• **CONSIGNES DE L’EXERCICE**:
A. Répondez aux questions suivantes sur le passage consacré à Benjamin Muller, en marquant chaque réponse comme la question correspondante.
(i) Quelles montres Jean Muller a-t-il lancées dans les années 80 ?
(ii) Sur quoi Benjamin Muller choisit-il de capitaliser pour se démarquer ?
(iii) En quelle année la marque M. Benjamin voit-elle le jour ?
B. Fournissez la suite du passage consacré à Benjamin Muller, en commençant juste après la dernière phrase.

• **EXTRAIT CHOISI**:

Par Olivier Müller
N’en déplaise aux plus indépendants, la génétique impose souvent ses lois. Il en va ainsi de la morphologie comme de la vocation, et ce n’est pas Benjamin Muller qui dira le contraire.
Ecartons d’emblée toute affiliation entre l’intéressé et votre humble serviteur : nous n’avons, jusqu’à preuve du contraire, aucune parenté. En revanche, l’ascendance parle d’elle-même : Benjamin Muller est le fils de Jean Muller, célèbre designer horloger notamment connu pour avoir lancé dans les années 80 les montres Bugatti. Lorsque la marque automobile a voulu reprendre ses droits, Jean Muller s’est engagé dans la marque blanche, en concevant et réalisant des garde-temps livrés clés en main aux grandes marques. Parmi elles, on trouve notamment Chopard, Girard Perregaux, Guy Ellia, Richard Mille ou encore Leviev.
Avec ce passif, pas étonnant que la seconde génération Muller suive la même voie. Suive ? Développe, plus exactement, car ce dernier lance aujourd’hui sa propre marque. Pour se démarquer, Benjamin va capitaliser non pas sur un patronyme déjà largement usité (Jean, mais aussi Franck), mais sur son prénom. Nous sommes en 2010, la marque M. Benjamin vient de naître.
TH : L’engagement dans la voie horlogère était-il une évidence pour vous ?

• **MATÉRIEL FOURNI**:

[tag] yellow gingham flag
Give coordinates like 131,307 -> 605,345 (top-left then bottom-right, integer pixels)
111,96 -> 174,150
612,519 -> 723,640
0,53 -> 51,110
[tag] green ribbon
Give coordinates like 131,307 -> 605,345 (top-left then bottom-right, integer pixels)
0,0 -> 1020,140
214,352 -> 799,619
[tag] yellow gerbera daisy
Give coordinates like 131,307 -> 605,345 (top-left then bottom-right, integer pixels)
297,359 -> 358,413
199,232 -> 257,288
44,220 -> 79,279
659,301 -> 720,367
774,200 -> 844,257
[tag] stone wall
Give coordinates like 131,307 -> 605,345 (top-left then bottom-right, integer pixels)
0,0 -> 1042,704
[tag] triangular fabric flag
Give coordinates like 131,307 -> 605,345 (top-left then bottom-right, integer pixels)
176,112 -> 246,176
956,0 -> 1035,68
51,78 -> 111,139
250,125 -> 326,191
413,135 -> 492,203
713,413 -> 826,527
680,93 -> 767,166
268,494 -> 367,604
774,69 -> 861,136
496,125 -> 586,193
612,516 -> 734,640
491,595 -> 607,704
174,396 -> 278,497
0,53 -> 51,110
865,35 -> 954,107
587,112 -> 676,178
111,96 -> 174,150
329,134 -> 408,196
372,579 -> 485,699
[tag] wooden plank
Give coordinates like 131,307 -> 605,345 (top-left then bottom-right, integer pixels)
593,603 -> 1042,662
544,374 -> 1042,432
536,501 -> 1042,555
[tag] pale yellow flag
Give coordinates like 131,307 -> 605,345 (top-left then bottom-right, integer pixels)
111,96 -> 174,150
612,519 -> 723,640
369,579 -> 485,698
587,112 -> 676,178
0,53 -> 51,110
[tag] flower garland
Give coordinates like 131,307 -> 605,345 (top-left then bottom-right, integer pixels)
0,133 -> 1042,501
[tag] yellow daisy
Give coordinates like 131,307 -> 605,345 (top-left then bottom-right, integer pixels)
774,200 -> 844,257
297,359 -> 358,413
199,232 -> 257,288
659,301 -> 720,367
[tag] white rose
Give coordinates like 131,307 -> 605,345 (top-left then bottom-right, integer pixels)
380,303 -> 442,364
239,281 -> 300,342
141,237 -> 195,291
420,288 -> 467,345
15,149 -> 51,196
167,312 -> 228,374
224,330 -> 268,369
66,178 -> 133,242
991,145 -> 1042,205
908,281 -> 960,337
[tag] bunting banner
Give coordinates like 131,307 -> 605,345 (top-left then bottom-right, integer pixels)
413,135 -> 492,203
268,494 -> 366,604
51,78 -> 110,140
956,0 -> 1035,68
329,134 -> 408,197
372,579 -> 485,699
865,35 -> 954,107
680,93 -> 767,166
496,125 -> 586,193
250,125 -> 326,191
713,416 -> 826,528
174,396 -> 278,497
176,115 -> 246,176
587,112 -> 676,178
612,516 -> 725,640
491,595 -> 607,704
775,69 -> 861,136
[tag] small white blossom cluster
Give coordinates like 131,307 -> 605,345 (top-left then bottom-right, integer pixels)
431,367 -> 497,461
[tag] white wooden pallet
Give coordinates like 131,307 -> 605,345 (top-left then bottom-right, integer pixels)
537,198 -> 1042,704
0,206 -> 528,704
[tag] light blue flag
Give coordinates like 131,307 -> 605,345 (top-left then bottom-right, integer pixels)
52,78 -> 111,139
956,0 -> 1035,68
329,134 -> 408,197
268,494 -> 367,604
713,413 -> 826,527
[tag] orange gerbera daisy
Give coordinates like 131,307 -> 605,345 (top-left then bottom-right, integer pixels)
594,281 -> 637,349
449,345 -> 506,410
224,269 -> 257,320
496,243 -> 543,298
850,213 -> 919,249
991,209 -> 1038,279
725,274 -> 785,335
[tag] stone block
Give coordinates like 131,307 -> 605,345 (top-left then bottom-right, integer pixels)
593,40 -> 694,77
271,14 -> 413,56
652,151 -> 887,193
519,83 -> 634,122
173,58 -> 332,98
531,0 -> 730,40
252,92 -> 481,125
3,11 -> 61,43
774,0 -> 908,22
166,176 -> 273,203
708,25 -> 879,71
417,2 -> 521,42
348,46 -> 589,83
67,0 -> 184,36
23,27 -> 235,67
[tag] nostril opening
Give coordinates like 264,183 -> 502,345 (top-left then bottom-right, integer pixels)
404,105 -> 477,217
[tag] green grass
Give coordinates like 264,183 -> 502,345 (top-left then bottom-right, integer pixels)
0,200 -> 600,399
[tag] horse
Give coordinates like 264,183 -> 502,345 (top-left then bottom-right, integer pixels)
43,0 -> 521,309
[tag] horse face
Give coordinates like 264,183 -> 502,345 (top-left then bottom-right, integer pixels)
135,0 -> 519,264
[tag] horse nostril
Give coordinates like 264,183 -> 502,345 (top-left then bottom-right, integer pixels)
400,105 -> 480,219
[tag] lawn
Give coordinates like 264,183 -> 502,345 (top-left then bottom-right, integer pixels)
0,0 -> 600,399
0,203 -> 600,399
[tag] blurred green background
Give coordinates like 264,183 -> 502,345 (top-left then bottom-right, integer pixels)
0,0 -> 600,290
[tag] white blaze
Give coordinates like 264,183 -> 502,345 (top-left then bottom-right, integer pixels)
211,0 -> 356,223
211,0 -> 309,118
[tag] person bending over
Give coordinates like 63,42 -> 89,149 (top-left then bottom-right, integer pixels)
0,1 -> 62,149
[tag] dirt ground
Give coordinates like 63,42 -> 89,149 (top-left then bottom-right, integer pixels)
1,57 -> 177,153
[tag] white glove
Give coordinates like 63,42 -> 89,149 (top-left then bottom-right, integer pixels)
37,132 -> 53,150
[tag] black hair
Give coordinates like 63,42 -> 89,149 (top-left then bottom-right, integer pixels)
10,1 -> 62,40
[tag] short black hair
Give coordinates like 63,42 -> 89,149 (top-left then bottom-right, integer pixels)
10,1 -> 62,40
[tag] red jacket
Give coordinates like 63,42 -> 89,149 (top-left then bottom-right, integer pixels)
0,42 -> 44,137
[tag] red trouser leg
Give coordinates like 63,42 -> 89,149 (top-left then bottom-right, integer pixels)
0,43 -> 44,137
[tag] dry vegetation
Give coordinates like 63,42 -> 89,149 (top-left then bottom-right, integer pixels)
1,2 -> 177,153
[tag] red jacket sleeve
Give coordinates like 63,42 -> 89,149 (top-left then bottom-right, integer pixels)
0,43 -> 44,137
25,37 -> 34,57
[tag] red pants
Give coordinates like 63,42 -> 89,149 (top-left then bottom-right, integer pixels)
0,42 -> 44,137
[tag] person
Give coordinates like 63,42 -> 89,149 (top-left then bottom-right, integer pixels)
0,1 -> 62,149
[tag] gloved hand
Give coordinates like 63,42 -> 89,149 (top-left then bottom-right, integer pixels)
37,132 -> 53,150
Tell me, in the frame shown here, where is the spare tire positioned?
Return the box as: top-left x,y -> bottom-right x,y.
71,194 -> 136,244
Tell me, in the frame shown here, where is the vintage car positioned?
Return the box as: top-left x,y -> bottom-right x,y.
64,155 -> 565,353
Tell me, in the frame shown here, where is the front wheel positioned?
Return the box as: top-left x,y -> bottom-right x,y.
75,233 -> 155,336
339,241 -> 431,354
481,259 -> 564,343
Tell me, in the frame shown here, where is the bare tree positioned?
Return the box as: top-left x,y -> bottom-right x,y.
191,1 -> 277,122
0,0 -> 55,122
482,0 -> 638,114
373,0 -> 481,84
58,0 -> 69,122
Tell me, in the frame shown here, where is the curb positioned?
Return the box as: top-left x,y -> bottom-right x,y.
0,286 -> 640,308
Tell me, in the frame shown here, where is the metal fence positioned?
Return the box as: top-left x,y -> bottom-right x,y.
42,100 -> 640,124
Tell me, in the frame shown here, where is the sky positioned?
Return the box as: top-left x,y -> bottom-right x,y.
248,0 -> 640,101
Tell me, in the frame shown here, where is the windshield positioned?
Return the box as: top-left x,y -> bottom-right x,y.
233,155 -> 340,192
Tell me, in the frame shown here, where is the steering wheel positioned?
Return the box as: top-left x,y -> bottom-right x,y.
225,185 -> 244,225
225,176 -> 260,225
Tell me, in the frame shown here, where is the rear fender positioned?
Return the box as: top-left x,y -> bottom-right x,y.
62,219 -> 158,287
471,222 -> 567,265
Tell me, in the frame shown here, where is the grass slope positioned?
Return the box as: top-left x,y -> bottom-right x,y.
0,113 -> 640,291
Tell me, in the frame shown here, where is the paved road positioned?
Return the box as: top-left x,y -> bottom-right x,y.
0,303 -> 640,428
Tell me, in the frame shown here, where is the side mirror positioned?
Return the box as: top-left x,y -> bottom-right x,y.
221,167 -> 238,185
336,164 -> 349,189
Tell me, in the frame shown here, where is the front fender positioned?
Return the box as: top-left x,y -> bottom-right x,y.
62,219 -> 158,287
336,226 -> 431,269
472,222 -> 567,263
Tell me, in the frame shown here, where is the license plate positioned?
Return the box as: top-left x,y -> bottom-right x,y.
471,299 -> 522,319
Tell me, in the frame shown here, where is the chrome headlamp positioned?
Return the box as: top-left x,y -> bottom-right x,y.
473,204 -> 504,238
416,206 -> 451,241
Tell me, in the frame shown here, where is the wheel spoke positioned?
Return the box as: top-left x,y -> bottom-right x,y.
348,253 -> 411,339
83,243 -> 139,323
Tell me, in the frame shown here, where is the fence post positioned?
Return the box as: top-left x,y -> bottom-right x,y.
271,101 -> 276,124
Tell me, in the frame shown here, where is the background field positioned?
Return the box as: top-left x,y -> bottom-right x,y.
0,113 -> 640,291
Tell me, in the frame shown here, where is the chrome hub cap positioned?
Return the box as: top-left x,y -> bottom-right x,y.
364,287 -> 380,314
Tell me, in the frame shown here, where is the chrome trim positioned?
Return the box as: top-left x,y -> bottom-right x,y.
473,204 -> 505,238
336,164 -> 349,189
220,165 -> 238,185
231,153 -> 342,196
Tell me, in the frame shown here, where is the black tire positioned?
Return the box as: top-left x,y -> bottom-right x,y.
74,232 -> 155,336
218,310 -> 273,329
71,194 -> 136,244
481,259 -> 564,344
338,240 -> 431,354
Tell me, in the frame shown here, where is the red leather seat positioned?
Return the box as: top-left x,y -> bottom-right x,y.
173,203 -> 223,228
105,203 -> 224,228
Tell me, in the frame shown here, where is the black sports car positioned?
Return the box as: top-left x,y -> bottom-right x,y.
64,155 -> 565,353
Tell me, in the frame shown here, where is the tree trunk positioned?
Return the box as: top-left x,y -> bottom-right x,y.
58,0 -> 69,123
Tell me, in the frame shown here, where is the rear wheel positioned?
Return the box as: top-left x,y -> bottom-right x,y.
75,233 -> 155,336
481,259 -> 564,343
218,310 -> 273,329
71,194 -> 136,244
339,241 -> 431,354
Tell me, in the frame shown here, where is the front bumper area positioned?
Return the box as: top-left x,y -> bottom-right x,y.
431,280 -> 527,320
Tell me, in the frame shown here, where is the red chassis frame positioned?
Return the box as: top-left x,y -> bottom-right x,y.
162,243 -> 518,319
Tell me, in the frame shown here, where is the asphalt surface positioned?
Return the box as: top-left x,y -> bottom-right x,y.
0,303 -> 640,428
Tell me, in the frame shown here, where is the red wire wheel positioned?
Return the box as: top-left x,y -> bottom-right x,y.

• **RÉPONSES**:
A.
(i) Les montres Bugatti.
(ii) Sur son prénom.
(iii) En 2010.

B.
BM : Pas nécessairement. Il est vrai que j’ai baigné dans la haute horlogerie et la joaillerie depuis toujours, mais je me suis au départ orienté vers le commercial. Lorsqu’un grave accident de voiture m’a amené à reconsidérer mon orientation, je me suis naturellement orienté vers le design, dont je maîtrisais déjà la plupart des outils. Evidemment, lorsque l’on passe ainsi 10 ans à concevoir des montres pour les plus grands, l’envie de faire la sienne ne tarde pas !
TH : Vous avez immédiatement pu compter sur un solide appareil de production familial…
BM : La partie design-conception et fabrication est effectivement exécutée à domicile en France à Besançon, mais lorsque la crise a frappé notre industrie, mon père a dû se séparer de nombreuses compétences d’horlogerie pure. C’est donc au travers d’un partenariat avec Concepto Watch Factory (La Chaux de Fond-Suisse) que je réalise aujourd’hui mon mouvement, 100% original.
En revanche, nous avons toujours les 3oo m2 de locaux de la Manufacture horlogère au Locle en Suisse, complétement équipé en matériel horloger, ce qui permettra rapidement à terme de réaliser le montage-réglage des kits ainsi que l’emboitage des pièces finies.
TH : Quel est l’esprit qui a présidé à la création de votre première pièce, la Spyder ?
BM : Le nom révèle à lui seul ma passion automobile ! Les modèles portant ce nom sont en général des 2-places sportives, sans toit, et avec moteur central apparent. J’en ai repris l’essence, le moteur est visible sous une vitre saphir anti-reflet, les cornes et le mouvement forment une architecture linéaire comme le ferait un chassis tubulaire de voiture sportive, l’ensemble donne une osmose racing ou la carrosserie-le moteur et le châssis ne font qu’un !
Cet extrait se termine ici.